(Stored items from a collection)
——

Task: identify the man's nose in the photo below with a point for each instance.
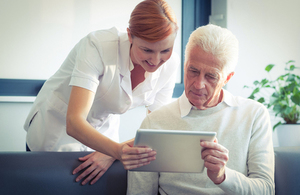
(199, 82)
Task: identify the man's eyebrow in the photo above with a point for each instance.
(192, 67)
(146, 48)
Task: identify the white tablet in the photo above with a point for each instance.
(176, 151)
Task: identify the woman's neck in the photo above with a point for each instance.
(137, 75)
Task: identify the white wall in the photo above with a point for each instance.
(269, 33)
(37, 35)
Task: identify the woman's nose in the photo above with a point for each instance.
(155, 59)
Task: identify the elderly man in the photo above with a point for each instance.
(241, 159)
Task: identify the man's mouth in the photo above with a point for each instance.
(149, 63)
(198, 94)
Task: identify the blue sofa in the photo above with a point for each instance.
(51, 173)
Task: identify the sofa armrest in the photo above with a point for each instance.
(287, 170)
(51, 173)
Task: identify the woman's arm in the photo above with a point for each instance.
(77, 126)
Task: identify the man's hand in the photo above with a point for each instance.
(134, 157)
(215, 158)
(97, 164)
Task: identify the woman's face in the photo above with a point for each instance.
(150, 55)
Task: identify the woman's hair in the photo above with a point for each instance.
(219, 42)
(152, 20)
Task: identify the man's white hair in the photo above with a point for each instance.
(219, 42)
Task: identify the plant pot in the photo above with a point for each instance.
(288, 134)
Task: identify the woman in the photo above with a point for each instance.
(107, 73)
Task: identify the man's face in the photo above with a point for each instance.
(203, 79)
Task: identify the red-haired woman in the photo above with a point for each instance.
(107, 73)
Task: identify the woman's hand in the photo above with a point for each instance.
(134, 157)
(97, 164)
(215, 158)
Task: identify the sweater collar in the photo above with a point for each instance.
(185, 105)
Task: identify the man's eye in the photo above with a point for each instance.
(165, 51)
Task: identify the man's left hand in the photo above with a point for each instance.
(215, 158)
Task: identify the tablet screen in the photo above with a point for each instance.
(176, 150)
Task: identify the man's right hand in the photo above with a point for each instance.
(134, 157)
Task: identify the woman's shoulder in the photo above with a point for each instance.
(105, 35)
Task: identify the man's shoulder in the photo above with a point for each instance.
(249, 104)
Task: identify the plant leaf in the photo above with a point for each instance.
(261, 100)
(256, 82)
(292, 67)
(296, 98)
(269, 67)
(276, 125)
(290, 62)
(291, 78)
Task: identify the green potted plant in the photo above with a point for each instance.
(283, 98)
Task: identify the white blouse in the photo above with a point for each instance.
(100, 62)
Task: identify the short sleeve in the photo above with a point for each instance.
(88, 64)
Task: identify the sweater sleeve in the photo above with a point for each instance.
(260, 162)
(143, 182)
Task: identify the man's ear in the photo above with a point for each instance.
(228, 77)
(129, 35)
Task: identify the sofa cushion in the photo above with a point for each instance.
(51, 173)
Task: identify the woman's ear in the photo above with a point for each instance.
(129, 35)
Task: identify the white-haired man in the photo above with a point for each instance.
(241, 160)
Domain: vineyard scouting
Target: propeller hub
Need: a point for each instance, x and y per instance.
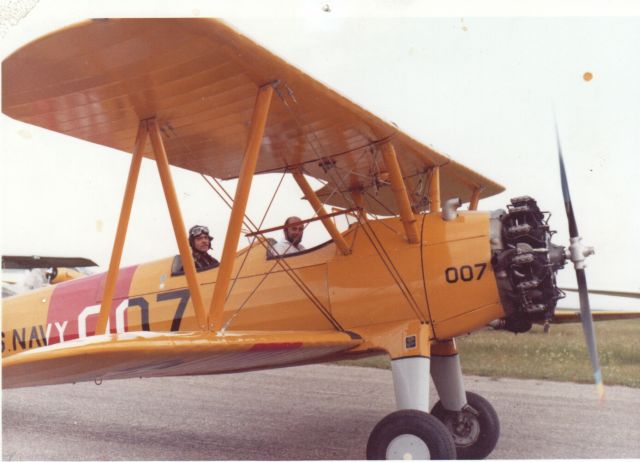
(578, 253)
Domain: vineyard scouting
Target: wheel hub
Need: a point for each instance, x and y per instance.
(464, 428)
(407, 447)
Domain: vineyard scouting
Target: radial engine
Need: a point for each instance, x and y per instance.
(525, 263)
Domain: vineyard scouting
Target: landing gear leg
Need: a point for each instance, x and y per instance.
(411, 432)
(470, 418)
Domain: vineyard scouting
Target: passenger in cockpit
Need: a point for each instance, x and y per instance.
(293, 231)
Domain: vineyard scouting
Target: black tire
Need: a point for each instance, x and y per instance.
(410, 426)
(477, 434)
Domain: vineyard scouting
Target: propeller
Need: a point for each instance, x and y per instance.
(577, 253)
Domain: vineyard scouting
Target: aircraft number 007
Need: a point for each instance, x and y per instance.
(465, 273)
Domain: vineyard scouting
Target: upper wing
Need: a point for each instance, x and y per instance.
(199, 78)
(35, 261)
(147, 354)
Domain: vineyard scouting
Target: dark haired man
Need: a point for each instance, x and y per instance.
(293, 231)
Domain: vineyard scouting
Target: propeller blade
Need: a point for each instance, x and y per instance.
(573, 227)
(583, 292)
(589, 332)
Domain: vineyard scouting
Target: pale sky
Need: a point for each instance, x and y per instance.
(479, 89)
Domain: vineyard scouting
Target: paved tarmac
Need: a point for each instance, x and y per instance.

——

### YOUR INSTRUCTIONS
Repeat all of the entries word for word, but omit the pictures.

### TASK OUTPUT
Task: identify the man's nose in the photo below with a point for each instance.
(199, 82)
Task: identify the man's eyebrow in the photo above with a point for each instance.
(192, 67)
(146, 48)
Task: identify the white tablet in the photo above with a point for each instance.
(176, 151)
Task: identify the woman's neck in the photo above with a point for each instance.
(137, 75)
Task: identify the white wall in the photo above with a point for each instance.
(269, 33)
(37, 35)
Task: identify the woman's nose in the photo above with a point for each instance.
(155, 59)
Task: identify the elderly man in the photo above with a point for each instance.
(241, 159)
Task: identify the man's mouth in the photo above with a point for each instance.
(149, 63)
(198, 94)
Task: identify the blue sofa in the photo above with a point for each instance.
(51, 173)
Task: identify the sofa armrest in the photo above with a point for each instance.
(287, 170)
(51, 173)
Task: identify the woman's arm in the photo above with a point for each instance.
(77, 126)
Task: identify the man's hand in the photo above with a point for each instance.
(134, 157)
(215, 158)
(97, 164)
Task: identify the woman's face in the photo above with a point for each instance.
(150, 55)
Task: identify the woman's hair in the photo above with a point for each instance.
(219, 42)
(152, 20)
Task: identify the man's white hair in the photo above with a point for each instance.
(219, 42)
Task: identify the plant pot in the photo above with a point for each instance.
(288, 134)
Task: identify the woman in the photo above with a point for each instance.
(107, 73)
Task: identify the man's face in the photo above with a point for each instance.
(203, 79)
Task: identify the red-haired woman in the photo above with a point for each instance.
(107, 73)
Task: identify the woman's hand in the photo above with a point for each instance.
(134, 157)
(97, 164)
(215, 158)
Task: identify the sweater collar in the photo above with a point for each instance.
(185, 105)
Task: identify the man's eye in the photo above with a point for each instance.
(165, 51)
Task: identify the man's left hand in the photo above with a point for each instance.
(215, 158)
Task: identify the tablet screen in the photo above with a point for each instance.
(176, 150)
Task: identify the man's right hand in the photo above with a point for each instance.
(134, 157)
Task: identify the woman's shoulder in the photo above with a point for each instance.
(105, 35)
Task: identify the man's shoulder in the photo above with a point for each instance.
(249, 104)
Task: identify the plant leaf in the photo above with a point for each instance.
(261, 100)
(256, 82)
(292, 67)
(296, 98)
(269, 67)
(276, 125)
(290, 62)
(291, 78)
Task: identify the green potted plant in the photo above with a point for each instance.
(283, 98)
Task: identify the white blouse in the photo above with a point for each instance.
(100, 62)
Task: identify the short sleeve in the photo above with a point for each instance.
(88, 64)
Task: identify the sweater sleeve in the photo above with a point for each instance.
(260, 162)
(143, 182)
Task: identify the man's ear in the photo above with a point for each instance.
(228, 77)
(129, 35)
Task: identify the sofa cushion in the photo above with a point for each instance.
(51, 173)
Task: identify the woman's ear in the photo above with a point for each instance.
(129, 35)
Task: identify the white-haired man in the photo above with a point for each instance.
(241, 160)
Domain: vineyard scouting
Target: propeller hub
Need: a point for each instance, x and y per instance.
(578, 253)
Domain: vineyard scouting
Target: wheel hub
Need: a point for each instance, x and y per instance.
(464, 428)
(407, 447)
Domain: vineyard scouting
Target: radial engine
Need: a point for each instance, x and y per instance.
(525, 263)
Domain: vineyard scouting
Target: landing gear leg
Need: a point for each instance, x and y per instance.
(411, 432)
(470, 418)
Domain: vineyard scouting
Target: passenger in cockpit
Need: a point for each instance, x and y per instance.
(293, 231)
Domain: vineyard scouting
Target: black tire
Need: a point for each instance, x and y per instance.
(410, 426)
(477, 434)
Domain: vineyard scouting
Target: propeller
Need: a point for each instance, x and y per instance.
(577, 253)
Domain: vineyard scouting
Target: aircraft number 007
Need: a point for each instance, x and y per instance.
(465, 273)
Domain: vineyard scouting
Target: upper wing
Need: a point for each instance, x and y per instance.
(199, 78)
(35, 261)
(147, 354)
Domain: vineyard scouting
Target: dark haired man
Need: a point for each instance, x and y per instance.
(293, 231)
Domain: vineyard scouting
Target: propeller blade
Need: a point for each instance, x and y per instance.
(573, 227)
(583, 292)
(589, 332)
Domain: vineyard scouting
Target: pale sky
Need: a point for each instance, x and y per instance.
(479, 89)
Domain: vineyard scouting
Target: paved tarmac
Need: a point for each instance, x and y per instance.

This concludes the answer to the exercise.